▶ Material provided:
_____
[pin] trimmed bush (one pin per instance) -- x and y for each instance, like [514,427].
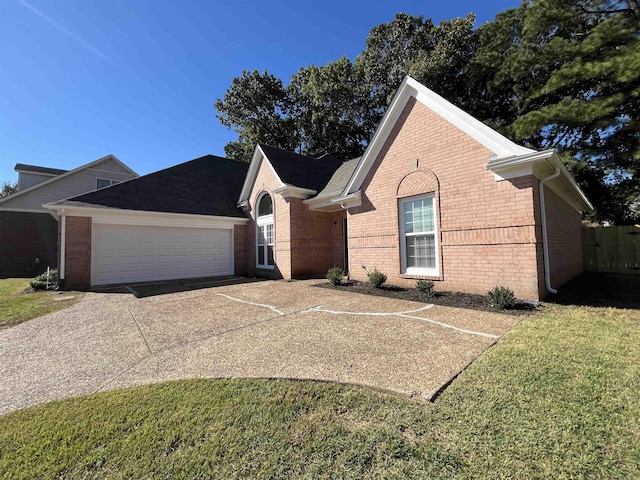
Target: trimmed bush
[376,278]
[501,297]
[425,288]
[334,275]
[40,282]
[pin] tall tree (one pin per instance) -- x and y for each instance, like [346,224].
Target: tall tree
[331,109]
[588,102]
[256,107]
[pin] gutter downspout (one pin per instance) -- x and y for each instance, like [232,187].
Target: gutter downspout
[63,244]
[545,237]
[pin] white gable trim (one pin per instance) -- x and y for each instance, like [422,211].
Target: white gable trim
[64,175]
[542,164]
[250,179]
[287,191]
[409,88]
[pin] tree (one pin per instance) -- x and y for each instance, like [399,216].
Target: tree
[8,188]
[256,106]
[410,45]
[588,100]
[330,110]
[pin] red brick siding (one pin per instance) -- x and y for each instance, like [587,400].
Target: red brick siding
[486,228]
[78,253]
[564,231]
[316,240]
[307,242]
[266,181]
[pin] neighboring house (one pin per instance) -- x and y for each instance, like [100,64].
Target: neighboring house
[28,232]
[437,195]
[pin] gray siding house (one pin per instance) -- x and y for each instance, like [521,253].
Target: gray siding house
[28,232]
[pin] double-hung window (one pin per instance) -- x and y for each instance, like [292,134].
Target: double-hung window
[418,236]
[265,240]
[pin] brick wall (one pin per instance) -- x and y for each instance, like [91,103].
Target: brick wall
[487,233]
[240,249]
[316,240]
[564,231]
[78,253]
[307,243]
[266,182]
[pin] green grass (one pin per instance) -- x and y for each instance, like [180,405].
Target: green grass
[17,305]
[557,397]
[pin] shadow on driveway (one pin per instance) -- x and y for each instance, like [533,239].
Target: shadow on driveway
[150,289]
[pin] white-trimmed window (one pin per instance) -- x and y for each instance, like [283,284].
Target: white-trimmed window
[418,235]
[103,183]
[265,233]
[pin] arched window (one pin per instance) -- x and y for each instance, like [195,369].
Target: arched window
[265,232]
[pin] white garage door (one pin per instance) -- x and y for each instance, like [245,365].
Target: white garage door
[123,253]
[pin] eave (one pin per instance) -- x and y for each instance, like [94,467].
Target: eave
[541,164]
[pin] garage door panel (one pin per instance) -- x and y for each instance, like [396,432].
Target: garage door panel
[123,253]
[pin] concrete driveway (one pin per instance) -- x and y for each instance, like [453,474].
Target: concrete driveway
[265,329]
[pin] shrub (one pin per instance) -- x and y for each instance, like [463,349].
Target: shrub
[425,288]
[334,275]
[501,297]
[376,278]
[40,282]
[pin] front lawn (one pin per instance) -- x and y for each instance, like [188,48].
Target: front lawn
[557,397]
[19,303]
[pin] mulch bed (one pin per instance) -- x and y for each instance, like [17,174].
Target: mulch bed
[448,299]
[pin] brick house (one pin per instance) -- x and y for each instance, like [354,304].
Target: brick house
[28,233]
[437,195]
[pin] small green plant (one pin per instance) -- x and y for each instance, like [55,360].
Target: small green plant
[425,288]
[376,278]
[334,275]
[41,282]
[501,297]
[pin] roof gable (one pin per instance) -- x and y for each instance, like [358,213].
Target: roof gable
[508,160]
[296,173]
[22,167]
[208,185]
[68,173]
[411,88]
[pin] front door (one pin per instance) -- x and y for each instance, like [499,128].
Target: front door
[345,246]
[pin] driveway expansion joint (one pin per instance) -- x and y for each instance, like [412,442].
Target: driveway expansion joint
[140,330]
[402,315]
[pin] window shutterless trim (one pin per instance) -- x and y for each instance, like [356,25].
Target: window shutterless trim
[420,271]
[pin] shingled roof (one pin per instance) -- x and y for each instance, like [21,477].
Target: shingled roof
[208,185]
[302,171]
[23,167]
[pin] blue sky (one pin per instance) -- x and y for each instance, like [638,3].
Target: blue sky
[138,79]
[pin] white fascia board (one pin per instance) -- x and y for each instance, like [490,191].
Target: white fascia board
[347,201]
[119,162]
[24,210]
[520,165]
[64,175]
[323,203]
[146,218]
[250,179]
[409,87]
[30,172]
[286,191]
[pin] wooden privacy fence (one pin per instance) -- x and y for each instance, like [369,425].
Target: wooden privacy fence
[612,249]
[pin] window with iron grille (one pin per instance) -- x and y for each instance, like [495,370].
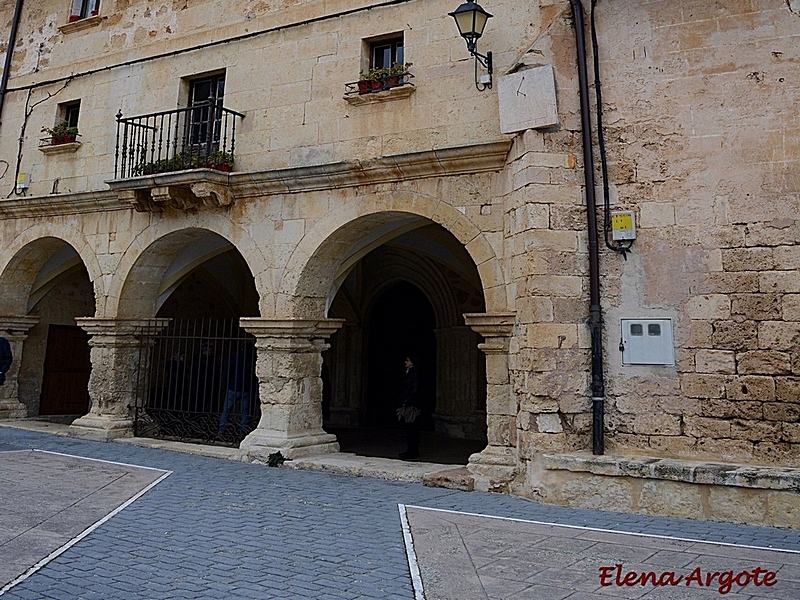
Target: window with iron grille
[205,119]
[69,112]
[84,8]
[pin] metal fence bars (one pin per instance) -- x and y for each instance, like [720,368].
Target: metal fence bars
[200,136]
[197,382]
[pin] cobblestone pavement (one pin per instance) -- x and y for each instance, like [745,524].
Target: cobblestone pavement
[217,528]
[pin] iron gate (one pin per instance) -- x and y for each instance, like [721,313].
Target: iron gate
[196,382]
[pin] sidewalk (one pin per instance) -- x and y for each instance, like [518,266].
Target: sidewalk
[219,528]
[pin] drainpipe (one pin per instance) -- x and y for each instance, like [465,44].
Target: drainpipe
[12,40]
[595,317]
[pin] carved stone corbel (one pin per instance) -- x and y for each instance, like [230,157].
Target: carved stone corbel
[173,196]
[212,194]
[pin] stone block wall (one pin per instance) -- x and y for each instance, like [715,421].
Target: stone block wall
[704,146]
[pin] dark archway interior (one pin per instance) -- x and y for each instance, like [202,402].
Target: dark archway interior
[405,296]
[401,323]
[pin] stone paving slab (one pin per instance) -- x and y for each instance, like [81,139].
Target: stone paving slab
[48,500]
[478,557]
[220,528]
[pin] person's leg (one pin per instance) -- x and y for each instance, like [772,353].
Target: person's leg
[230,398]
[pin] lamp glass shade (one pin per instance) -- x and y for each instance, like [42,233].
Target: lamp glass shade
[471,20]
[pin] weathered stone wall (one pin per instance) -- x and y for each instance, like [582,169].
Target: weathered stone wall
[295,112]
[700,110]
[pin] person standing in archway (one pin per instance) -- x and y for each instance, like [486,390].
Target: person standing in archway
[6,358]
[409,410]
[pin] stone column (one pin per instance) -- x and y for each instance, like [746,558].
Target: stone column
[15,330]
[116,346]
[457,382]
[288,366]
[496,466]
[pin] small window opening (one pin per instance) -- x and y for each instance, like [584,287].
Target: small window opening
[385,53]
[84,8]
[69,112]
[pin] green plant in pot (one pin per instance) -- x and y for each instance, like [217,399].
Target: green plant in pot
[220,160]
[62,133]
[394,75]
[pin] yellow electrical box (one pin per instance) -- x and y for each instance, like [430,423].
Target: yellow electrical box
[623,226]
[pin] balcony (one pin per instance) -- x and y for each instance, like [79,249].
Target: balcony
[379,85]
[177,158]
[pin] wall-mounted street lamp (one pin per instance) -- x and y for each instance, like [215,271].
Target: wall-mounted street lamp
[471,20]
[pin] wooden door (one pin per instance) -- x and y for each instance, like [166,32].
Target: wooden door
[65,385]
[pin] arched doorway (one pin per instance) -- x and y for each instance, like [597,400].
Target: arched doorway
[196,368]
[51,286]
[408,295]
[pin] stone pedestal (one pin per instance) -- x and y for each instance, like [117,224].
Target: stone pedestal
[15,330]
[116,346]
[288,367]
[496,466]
_____
▶ What to produce: Could you output every entry exactly as written, skipping the pictures?

▶ Output of the exercise:
[pin] trimmed bush (one pin per instance) -- x and y for each instance, like [514,427].
Target: trimmed bush
[376,278]
[501,297]
[425,288]
[334,275]
[40,282]
[pin] tall tree (one pin per instance) -- x and y for each instance, like [346,224].
Target: tall tree
[331,109]
[588,102]
[256,107]
[pin] gutter downspout (one pin per instance) -- x and y for each instance, like [232,187].
Target: gutter downspout
[63,244]
[545,237]
[pin] white gable trim (one pin per instance) -- x and y for each instance, like [422,211].
Target: white gable trim
[64,175]
[542,164]
[250,179]
[287,191]
[409,88]
[pin] tree (one pin per instance) -- x and y for each instance, like [399,216].
Target: tree
[8,188]
[256,106]
[410,45]
[588,100]
[330,110]
[pin] red brick siding (one pin per instance) -- x and y for each instance, like [587,400].
Target: red brick siding
[486,228]
[78,253]
[564,231]
[316,240]
[307,242]
[266,181]
[pin] neighboring house (one pin per instance) -- x and y for each instance, like [100,64].
Target: neighboring house
[28,232]
[437,195]
[pin] gray siding house (one pin per instance) -- x and y for each instance, like [521,253].
Target: gray siding house
[28,232]
[pin] double-hung window (one pin per instance) -- x and y for each instance, like [292,134].
Target: double-hung window
[418,236]
[265,240]
[pin] brick wall (one pin per instance) -- x and y for each instance, like [91,103].
Target: brick wall
[487,233]
[240,249]
[316,240]
[564,231]
[78,253]
[307,243]
[266,182]
[pin] green grass (one pin per instance) -- x and y for each instance, like [180,405].
Target: green grass
[17,305]
[557,397]
[pin] shadow on driveway (one pin per instance) -- x and y for each instance, like [533,239].
Target: shadow on driveway
[150,289]
[pin] white-trimmed window (one pin per instance) -- x and y for each instance, like [283,284].
Target: white-trimmed window
[418,235]
[103,183]
[265,233]
[pin] arched window (one pin per instance) -- x and y for each instance, like [195,369].
Target: arched window
[265,232]
[pin] white garage door (one pin per instance) -- x and y for each instance, like [245,365].
Target: white garage door
[123,253]
[pin] eave (one pin per instance) -- x and y for each instance, like [94,467].
Target: eave
[541,164]
[pin] garage door panel (one pin per instance) -- x and y for each instance, like [396,432].
Target: garage door panel
[123,253]
[pin] concrete driveway (one pin per instance) -- x and y for each instance, like [453,474].
Target: concrete driveway
[265,329]
[pin] shrub (one pin per instance) -- x and y for each instance, like [463,349].
Target: shrub
[425,288]
[334,275]
[501,297]
[376,278]
[40,282]
[pin] front lawn (one pin per instance) -- x and y for each instance, like [188,48].
Target: front lawn
[557,397]
[19,303]
[pin] mulch bed (one pin per instance) -- x and y for each instance, like [17,174].
Target: mulch bed
[448,299]
[pin] brick house (one pin per instance) -- x and y for each instance, like [354,304].
Target: brick house
[28,233]
[437,195]
[pin] small green plant (one pin per instance) -- x and y for each instance, like [55,360].
Target: small green plant
[425,288]
[376,278]
[334,275]
[41,282]
[501,297]
[pin] roof gable (one pin per instance) -- x and y for each instance, like [358,213].
Target: roof gable
[508,160]
[296,173]
[22,167]
[208,185]
[68,173]
[411,88]
[pin] front door (one pin per instance) -- x and y for each instance, like [499,128].
Target: front door
[345,246]
[pin] driveway expansion joint (one pin per instance) -- x and y for each instance, like [412,442].
Target: driveway expansion joint
[140,330]
[402,315]
[pin] window shutterless trim (one pin per instance) -- x and y for each instance, like [356,25].
Target: window shutterless trim
[420,271]
[pin] shingled roof (one pin per instance) -- x and y for each instance, like [21,477].
Target: shingled roof
[208,185]
[302,171]
[23,167]
[pin] blue sky (one pin per instance) -- x and y for each instance, like [638,3].
Target: blue sky
[138,79]
[pin] white fascia board (one pin per instance) -- x and y for each instance, like [490,191].
Target: white fascia board
[347,201]
[119,162]
[24,210]
[520,165]
[64,175]
[323,203]
[146,218]
[250,179]
[409,87]
[30,172]
[286,191]
[pin] wooden privacy fence (one pin per instance) -- x and y for each instance, like [369,425].
Target: wooden privacy fence
[612,249]
[pin] window with iron grille (one pin per instance) -- x and y for each instance, like [495,370].
Target: window with iron grille
[205,119]
[69,112]
[84,8]
[pin] metal fence bars (one pin per instance) -- x and y for each instance, like [720,368].
Target: metal fence bars
[200,136]
[197,382]
[pin] cobblestone pavement (one pin per instance) -- x and y for each instance, like [745,524].
Target: cobblestone pavement
[217,528]
[pin] iron gate (one pin per instance) -- x and y for each instance, like [721,313].
Target: iron gate
[196,382]
[pin] sidewalk (one pin per instance) -- x and y for each instance, like [518,266].
Target: sidewalk
[219,528]
[pin] drainpipe (one pin per instance) -- x and y for each instance, like [465,44].
Target: drainpipe
[12,40]
[595,317]
[pin] carved stone corbel (one pin per instance) -- x and y for each instance, like [230,157].
Target: carved stone corbel
[173,196]
[212,194]
[pin] stone block wall (one pin per instance) -- x and y for each instance, like [715,421].
Target: stone block wall
[704,146]
[pin] dark archway interior (one pin per instance) -- x and y for each instance, like [202,402].
Target: dark archway interior
[405,296]
[401,323]
[pin] stone paving slab (one pin per instance) -- x and y for each instance, like [81,139].
Target: stone paving slab
[48,500]
[478,557]
[220,528]
[pin] person's leg (one pin per instance) -- x and y for each instance, like [772,353].
Target: person's leg
[230,398]
[pin] lamp glass shade (one pin per instance) -- x and y for each instance, like [42,233].
Target: lamp glass shade
[471,20]
[pin] weathered stone wall (one pin per instance) -- x and y for each instance, like [582,169].
Target: weathered stone wall
[295,112]
[700,110]
[pin] person standing in archway (one pin per instance) -- x and y for each instance, like [486,390].
Target: person standing in archway
[6,358]
[409,410]
[pin] stone column (one pin per instance) -- x and y for each instance, like [746,558].
Target: stone column
[15,330]
[116,346]
[457,382]
[288,366]
[496,466]
[pin] small window opening (one pin per instance) -- x and y for each instance, like [584,287].
Target: small window opening
[385,53]
[84,8]
[69,112]
[pin] green plant in pot (one pin per instance) -- x and y for each instance, like [217,399].
Target: green plant in pot
[220,160]
[62,133]
[394,75]
[pin] yellow electrical box (one pin per instance) -- x and y for each instance, like [430,423].
Target: yellow electrical box
[623,226]
[pin] balcony (one pin per instance) -- x and y for each instance, like [79,249].
Target: balcony
[379,85]
[177,158]
[pin] wall-mounted street lamp (one pin per instance) -- x and y for each instance, like [215,271].
Target: wall-mounted street lamp
[471,20]
[pin] wooden door (one pin per instance) -- x and y for each instance, like [166,32].
Target: wooden door
[65,385]
[pin] arched doorway (one pin per instance) -- x and y for each instance, like [597,400].
Target: arched doorway
[196,368]
[51,286]
[408,295]
[pin] stone pedestal (one pin per instance) -- x and y for each instance, like [117,224].
Target: stone pedestal
[15,330]
[116,346]
[288,367]
[496,466]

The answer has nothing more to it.